• [Work instructions]: The lines to be copied run from the one containing "box: [407, 126, 510, 227]" to the end of the material below; reproduce them exactly, including both ends, and nothing more.

• [Dataset records]:
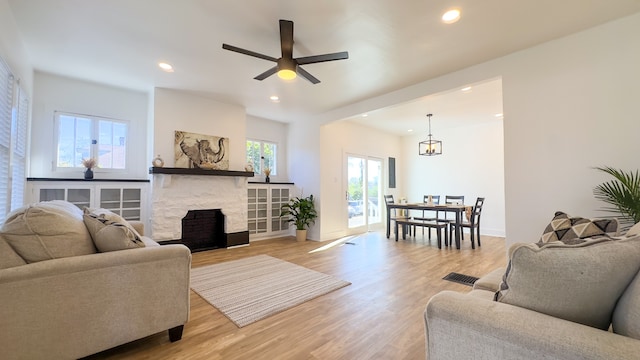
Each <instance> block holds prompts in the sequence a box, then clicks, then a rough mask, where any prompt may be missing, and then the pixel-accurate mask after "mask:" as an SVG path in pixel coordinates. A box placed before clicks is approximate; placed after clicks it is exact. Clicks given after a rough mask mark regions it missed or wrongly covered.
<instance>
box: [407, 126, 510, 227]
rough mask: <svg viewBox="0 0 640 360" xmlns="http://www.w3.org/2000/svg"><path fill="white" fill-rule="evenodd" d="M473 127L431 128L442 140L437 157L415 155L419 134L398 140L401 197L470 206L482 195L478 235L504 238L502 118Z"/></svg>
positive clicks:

• [Exercise result]:
box: [407, 126, 510, 227]
rough mask: <svg viewBox="0 0 640 360" xmlns="http://www.w3.org/2000/svg"><path fill="white" fill-rule="evenodd" d="M473 127L431 128L442 140L437 157L415 155L419 134L398 140L401 197L470 206L482 195L478 235L504 238L502 118Z"/></svg>
positive clicks:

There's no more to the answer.